▶ **DOCUMENT**
★ ★ ★ ★ ★ ★ ★

EJGE/Magazine Feature

Deep Dark Secrets of Geotechnical Engineering

M. Oner, 1997

## Coulomb, Rankine, Terzaghi...

• Charles Augustin Coulomb (1736-1806) is known to have written the oldest text in soil mechanics. Due to this, the shear strength equation for soils is still called the "Coulomb-Mohr" equation. But Coulomb actually refers to one Monsieur Amontons for the origin of his "assumption that strength due to friction is proportional to compressive force," and he adds, "although for large bodies friction does not follow exactly this law."
• "The charming little engraving" (Golder 1948) that marks the end of Coulomb's "essay" is reproduced on the cover of every issue of Geotechnique. It is not clear if Coulomb had anything to do with that figure, but this is an indication of how much Coulomb is revered by modern geotechnical engineering community. Because of his "essay" Coulomb is still quoted as the founder of shear strength and earth pressure theories, though sometimes in a misleading way.

★ ★ ★ ★ ★ ★ ★

▶ **TASKS FOR THIS EXERCISE**
1. According to the geotechnical engineering feature, whom did Coulomb credit with the assumption that strength due to friction is proportional to compressive force?
2. Extend the feature on geotechnical engineering from where it stops.

★ ★ ★ ★ ★ ★ ★

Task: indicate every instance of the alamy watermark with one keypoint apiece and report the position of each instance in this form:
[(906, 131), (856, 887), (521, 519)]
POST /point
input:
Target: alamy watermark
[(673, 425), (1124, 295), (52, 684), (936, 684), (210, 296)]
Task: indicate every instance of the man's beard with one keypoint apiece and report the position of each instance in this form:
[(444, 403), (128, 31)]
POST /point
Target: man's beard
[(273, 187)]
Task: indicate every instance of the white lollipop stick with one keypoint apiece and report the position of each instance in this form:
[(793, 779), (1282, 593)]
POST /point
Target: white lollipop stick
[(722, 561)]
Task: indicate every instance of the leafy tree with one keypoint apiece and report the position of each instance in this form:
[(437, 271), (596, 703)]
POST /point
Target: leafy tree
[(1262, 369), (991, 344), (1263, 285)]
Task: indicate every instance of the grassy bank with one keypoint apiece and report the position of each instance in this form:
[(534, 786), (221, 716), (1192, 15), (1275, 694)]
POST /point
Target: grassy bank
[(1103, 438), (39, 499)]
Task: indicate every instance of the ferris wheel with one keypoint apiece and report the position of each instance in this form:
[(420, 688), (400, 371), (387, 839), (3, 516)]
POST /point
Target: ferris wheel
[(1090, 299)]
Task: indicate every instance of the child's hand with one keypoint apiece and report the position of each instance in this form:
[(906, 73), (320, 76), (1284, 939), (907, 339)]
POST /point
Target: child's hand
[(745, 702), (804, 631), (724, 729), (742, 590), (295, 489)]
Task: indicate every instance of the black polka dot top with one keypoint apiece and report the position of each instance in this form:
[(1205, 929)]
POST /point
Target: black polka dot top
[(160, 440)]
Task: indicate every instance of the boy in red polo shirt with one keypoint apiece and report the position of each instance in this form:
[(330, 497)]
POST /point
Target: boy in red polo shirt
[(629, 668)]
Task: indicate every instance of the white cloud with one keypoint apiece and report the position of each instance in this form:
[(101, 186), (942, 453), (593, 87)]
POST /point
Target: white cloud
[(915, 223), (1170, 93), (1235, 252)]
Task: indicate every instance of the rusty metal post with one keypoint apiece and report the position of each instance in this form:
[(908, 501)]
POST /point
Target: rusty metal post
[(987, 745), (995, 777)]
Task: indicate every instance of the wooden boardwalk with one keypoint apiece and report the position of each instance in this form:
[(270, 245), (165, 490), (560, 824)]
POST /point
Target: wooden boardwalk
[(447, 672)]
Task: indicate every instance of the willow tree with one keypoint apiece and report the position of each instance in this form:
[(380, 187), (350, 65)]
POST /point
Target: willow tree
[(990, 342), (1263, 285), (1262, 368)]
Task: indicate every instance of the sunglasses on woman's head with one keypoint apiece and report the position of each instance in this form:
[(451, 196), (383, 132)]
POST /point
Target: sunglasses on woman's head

★ ★ ★ ★ ★ ★ ★

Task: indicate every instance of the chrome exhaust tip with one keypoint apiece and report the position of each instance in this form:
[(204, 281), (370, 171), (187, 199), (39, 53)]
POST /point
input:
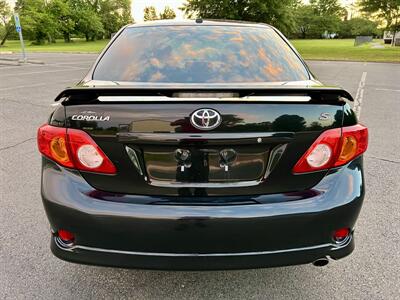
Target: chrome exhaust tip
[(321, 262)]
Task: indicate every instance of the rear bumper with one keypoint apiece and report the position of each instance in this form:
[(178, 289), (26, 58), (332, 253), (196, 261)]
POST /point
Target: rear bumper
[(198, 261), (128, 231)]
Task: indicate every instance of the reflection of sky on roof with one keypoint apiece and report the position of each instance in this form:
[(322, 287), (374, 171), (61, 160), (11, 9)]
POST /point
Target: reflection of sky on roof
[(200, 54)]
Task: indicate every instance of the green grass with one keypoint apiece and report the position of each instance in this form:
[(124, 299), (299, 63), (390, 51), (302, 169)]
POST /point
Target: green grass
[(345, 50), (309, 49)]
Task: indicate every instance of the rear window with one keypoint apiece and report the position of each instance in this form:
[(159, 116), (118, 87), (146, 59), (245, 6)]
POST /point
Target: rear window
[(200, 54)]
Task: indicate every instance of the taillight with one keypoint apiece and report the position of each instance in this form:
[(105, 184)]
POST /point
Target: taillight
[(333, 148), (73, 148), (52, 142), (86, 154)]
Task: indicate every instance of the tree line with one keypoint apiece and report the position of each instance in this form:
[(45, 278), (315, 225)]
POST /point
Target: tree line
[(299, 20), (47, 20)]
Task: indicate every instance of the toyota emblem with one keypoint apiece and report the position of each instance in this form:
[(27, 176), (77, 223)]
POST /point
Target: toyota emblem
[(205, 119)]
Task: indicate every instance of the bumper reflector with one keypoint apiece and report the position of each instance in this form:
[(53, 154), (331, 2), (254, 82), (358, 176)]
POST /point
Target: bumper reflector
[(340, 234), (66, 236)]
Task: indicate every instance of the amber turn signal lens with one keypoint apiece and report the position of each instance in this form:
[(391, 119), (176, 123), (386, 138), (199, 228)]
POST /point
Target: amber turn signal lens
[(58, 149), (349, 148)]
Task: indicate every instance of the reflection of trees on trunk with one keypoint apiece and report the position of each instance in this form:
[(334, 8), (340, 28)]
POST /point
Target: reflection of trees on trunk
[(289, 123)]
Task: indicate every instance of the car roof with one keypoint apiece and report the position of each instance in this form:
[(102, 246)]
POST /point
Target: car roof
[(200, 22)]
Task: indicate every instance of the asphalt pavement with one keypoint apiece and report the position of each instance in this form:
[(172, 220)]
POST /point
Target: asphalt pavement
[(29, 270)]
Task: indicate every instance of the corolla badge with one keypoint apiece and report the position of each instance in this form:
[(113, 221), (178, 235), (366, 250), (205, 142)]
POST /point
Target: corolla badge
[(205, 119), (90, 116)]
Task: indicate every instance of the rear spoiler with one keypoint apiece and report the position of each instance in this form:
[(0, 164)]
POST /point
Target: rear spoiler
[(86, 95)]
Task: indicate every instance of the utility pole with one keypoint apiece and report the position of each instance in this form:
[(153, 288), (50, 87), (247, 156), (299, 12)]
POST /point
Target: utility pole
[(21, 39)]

★ ★ ★ ★ ★ ★ ★

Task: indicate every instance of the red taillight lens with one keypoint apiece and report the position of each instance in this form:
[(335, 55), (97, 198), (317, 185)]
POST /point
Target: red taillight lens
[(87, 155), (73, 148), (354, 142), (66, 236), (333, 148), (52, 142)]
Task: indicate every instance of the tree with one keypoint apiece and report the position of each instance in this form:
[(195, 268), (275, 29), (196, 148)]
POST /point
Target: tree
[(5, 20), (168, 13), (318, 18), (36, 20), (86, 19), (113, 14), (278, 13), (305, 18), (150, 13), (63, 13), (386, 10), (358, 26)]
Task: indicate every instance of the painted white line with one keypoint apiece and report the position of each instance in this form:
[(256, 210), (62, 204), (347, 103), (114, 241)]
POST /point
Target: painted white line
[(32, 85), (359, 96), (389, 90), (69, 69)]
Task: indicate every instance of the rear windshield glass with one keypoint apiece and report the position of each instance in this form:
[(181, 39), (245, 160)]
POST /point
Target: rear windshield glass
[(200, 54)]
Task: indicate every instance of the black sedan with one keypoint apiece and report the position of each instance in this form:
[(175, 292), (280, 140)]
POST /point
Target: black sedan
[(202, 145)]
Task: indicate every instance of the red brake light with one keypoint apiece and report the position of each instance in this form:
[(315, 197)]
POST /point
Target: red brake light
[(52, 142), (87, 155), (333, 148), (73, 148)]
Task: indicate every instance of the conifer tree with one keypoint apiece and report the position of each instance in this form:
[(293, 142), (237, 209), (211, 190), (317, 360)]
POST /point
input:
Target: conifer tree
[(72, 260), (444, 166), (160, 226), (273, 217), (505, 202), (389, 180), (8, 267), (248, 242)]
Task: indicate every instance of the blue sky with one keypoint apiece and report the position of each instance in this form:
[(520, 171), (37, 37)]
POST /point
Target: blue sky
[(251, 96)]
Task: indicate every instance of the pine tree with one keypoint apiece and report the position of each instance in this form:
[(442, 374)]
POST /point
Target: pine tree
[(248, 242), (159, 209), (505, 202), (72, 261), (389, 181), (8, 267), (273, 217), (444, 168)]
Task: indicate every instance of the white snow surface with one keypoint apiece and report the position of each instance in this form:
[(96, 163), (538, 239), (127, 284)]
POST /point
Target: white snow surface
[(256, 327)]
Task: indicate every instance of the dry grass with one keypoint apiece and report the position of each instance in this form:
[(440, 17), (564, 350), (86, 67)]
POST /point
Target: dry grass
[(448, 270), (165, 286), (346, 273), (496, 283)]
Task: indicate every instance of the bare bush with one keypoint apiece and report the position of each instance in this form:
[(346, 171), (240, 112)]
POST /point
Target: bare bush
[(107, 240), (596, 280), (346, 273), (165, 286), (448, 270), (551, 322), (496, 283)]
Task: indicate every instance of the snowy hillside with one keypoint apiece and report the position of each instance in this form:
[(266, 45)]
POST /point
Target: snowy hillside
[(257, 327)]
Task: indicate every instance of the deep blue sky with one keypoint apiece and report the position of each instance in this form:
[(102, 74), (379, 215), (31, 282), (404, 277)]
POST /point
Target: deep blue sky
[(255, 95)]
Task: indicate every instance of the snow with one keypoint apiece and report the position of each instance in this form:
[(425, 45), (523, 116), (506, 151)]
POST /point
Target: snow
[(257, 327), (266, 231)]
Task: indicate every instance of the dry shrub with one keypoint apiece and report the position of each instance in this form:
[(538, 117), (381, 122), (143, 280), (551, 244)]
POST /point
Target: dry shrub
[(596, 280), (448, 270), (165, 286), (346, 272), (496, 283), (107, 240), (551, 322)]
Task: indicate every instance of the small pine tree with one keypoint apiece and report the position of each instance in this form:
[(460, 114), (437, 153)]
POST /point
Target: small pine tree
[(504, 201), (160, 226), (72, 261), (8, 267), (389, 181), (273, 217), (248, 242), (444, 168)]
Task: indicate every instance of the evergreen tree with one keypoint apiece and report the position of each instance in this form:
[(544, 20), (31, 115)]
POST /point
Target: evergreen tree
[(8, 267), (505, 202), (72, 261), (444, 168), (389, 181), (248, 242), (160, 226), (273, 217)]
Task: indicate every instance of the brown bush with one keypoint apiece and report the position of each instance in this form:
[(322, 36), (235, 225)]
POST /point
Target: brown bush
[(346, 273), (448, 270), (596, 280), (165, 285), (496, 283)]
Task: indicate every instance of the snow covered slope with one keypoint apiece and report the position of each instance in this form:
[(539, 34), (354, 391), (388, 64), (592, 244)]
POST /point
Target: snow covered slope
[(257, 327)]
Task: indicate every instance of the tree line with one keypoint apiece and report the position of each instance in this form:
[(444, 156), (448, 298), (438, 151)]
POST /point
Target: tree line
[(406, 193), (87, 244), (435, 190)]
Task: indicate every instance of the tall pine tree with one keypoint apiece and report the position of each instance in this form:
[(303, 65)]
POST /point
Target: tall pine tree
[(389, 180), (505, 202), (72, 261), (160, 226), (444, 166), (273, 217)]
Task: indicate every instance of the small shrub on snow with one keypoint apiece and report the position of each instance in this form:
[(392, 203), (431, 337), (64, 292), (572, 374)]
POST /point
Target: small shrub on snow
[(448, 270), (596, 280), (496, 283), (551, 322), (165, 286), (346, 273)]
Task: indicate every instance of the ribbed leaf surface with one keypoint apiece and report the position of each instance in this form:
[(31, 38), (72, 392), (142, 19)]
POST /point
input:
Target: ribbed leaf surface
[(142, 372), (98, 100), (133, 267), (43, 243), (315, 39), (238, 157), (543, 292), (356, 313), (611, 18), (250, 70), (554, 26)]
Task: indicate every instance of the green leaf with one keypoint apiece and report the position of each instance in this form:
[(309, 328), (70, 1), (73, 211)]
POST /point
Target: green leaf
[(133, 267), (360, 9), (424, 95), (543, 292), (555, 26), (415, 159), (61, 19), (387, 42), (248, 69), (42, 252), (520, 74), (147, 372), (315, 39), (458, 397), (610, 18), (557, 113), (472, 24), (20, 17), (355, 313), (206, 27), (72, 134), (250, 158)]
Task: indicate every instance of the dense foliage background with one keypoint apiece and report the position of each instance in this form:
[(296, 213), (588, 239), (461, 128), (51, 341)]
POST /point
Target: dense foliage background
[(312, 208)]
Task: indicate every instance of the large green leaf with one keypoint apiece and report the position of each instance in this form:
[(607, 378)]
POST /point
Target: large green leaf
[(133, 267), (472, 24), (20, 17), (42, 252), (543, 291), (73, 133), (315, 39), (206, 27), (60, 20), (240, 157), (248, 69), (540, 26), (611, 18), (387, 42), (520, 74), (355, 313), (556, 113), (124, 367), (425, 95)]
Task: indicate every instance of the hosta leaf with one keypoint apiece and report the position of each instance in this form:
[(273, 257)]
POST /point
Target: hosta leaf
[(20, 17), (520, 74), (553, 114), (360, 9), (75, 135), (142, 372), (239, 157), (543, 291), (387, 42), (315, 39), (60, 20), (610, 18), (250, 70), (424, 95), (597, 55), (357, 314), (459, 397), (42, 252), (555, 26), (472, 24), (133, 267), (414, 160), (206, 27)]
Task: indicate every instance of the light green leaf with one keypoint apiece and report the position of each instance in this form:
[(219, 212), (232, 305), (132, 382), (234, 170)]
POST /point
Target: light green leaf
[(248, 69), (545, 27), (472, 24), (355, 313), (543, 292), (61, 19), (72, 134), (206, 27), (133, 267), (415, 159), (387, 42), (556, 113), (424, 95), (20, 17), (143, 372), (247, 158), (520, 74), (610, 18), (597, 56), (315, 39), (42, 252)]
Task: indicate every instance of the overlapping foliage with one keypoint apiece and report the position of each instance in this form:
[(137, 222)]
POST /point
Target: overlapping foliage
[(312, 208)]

★ ★ ★ ★ ★ ★ ★

▶ **FINAL ANSWERS**
1. A Monsieur Amontons.

2.
• Coulomb did consider cohesion, though modern textbooks claim otherwise. He never did write the shear strength equation itself explicitly, but he used it as we know it today. He did sketch the failure surfaces as curved (but used planes for simplicity--he says so!), and he derived formulas for the resultant forces and moments (the latter involves the differentiation of the force expression along the wall which indicates a triangular stress distribution). He also derived the formula for the critical height of a vertical cut. Incidentally, the "essay" even stressed the importance of testing the materials used (though in relation to masonry), and the importance of drainage of the backfill of a retaining wall!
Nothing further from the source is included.